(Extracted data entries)
■ ■ ■ ■ ■

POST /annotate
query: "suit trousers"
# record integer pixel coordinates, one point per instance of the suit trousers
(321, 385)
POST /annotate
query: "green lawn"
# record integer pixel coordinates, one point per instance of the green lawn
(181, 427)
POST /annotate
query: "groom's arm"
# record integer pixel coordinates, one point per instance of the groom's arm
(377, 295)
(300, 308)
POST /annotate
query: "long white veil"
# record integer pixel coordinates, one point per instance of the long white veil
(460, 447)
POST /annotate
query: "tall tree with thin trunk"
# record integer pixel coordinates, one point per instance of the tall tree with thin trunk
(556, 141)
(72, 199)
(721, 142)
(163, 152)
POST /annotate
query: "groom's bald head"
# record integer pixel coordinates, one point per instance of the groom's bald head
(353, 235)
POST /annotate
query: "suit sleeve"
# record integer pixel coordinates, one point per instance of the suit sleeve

■ ■ ■ ■ ■

**EXERCISE REQUIREMENTS:** Restate every record above, exactly, in full.

**SOLVED PROBLEM:**
POST /annotate
query: "suit trousers"
# record integer pixel coordinates, one point per instance of the suit trousers
(321, 385)
POST /annotate
query: "green lawn"
# record integer pixel coordinates, one point per instance of the green lawn
(181, 427)
POST /annotate
query: "groom's arm"
# record integer pixel coordinates, one point per instance of the groom's arm
(377, 295)
(300, 308)
POST /annotate
query: "long white veil"
# record integer pixel coordinates, one point per instance of the long white veil
(460, 447)
POST /annotate
query: "tall tree with thin trunk"
# record integer pixel coordinates, one point per instance of the tall tree with thin trunk
(556, 141)
(72, 199)
(721, 142)
(163, 152)
POST /annotate
query: "groom's bald head"
# record integer pixel coordinates, one point per instance of the groom's bald head
(353, 235)
POST /annotate
query: "suit sleeve"
# record integer pixel coordinates, one point per instance of the suit sleeve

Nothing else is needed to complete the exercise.